◆ Set task A
From the VanDerveer article, output the passage from "In interviews, VanDerveer" to "landlords,' VanDerveer chuckles." without any changes.
◆ Set task B
According to the VanDerveer article, which musical does VanDerveer remember seeing during her first summer on the Chautauqua grounds?
◆ Set task C
Resume the VanDerveer article, writing on from its last sentence.

◆ Provided text
____________
Chautauqua Pillars

Excellence, Community, and Belonging: Tara VanDerveer on the Lessons of Chautauqua

In 1996 Chautauquan Tara VanDerveer coached the U.S. women's basketball team to a gold medal victory in the summer Olympic games in Atlanta. Today, she's ranked seventh in career wins among all active college basketball coaches - women's and men's - in the nation. The handful of coaches ahead of her are legends: names such as Pat Summit of Tennessee, Mike Krzyzewski of Duke, Jim Boeheim of Syracuse and Vivian Stringer of Rutgers.

Back in 1985 VanDerveer took the calculated risk of leaving the winning program she had built at Ohio State to take on head coaching responsibilities at Stanford University, where losing had become a ritual. In only five years, she turned the team around to win her first NCAA national championship. She's since carried her Stanford teams to the Final Four seven times adding another national championship in 1992. Last year's team was runner-up to the University of Connecticut in the 2010 NCAA national championship game.

That Stanford athletes must meet stringent academic requirements for admission makes VanDerveer's recruiting accomplishments even more impressive. Some of that vigorous recruiting takes place by phone from the porch of her Chautauqua cottage each summer.

In interviews, VanDerveer never fails to mention the influence of Chautauqua on her life. She still remembers her first summer on the grounds, not by the year (she was in fourth grade), but by the musical she saw: The King and I. The oldest of five, she says it was always a stretch for the family to afford a summer at Chautauqua. "My father worked for Syracuse University, and we'd come down and rent a place, but after each season, we could never go back to the same place. All those kids and dogs were not too popular with the landlords,' VanDerveer chuckles.

In 1973, the family finally purchased their own place - the Lakeside Lodge, a rambling old rooming house at the corner of Simpson and Bowman. They ran it as a B&B every summer. The proceeds from this family enterprise paid the college tuition bills for all five children. When VanDerveer's father passed away a decade ago, her mother, Rita, called with the difficult news that she would have to sell the place. Tara pledged to buy and renovate it instead.
____________
◆ Data shown

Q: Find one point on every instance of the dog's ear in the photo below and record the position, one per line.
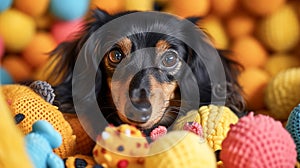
____________
◆ Task answer A
In interviews, VanDerveer never fails to mention the influence of Chautauqua on her life. She still remembers her first summer on the grounds, not by the year (she was in fourth grade), but by the musical she saw: The King and I. The oldest of five, she says it was always a stretch for the family to afford a summer at Chautauqua. "My father worked for Syracuse University, and we'd come down and rent a place, but after each season, we could never go back to the same place. All those kids and dogs were not too popular with the landlords,' VanDerveer chuckles.

◆ Task answer B
The King and I.

◆ Task answer C
With a new foundation and scrupulous adherence to historic district standards, VanDerveer had the bottom floor converted into a three-bedroom, two-bath apartment that sister Beth now manages and rents by the week. Upstairs are the family quarters where Rita, now in her early 80s, spends the entire summer, while the other VanDerveer siblings - Marie, Heidi, and Nick - and their friends and families come and go. Given the demands of her work, Coach VanDerveer only manages at most two weeks a year on the grounds. She also owns a handsome home in Menlo Park, California, and a getaway cabin in Minnesota, but VanDerveer insists that Chautauqua is home to her more than anyplace else. "I feel this calm come over me as soon as I enter the gates," she says.

When she's on the grounds, she's usually up by six, watching the sunrise over the lake from her room on the third floor. VanDerveer then makes her way to the workout facility in Turner. She'll usually take in the 10:45 lecture and will get out on the lake most days: either in a kayak or her Laser sailboat. This year she took up duplicate bridge, a new obsession, and there is always time set aside to play the piano. VanDerveer began learning the instrument as an adult and insists on having a piano available to her when her Stanford team is on the road. Five years ago she brought her teacher and fifteen other piano students to the grounds for a week.

"When I'm here, I won't leave the grounds," VanDerveer says. "It's sort of a family joke. My mother will want to go into town for dinner, but I refuse. It was the same when I was a kid. Our car would pull up to the house at the beginning of the season and my father would look up and say 'Where's Tara?' I was already gone to find my friends. There's so much to do here and never enough time."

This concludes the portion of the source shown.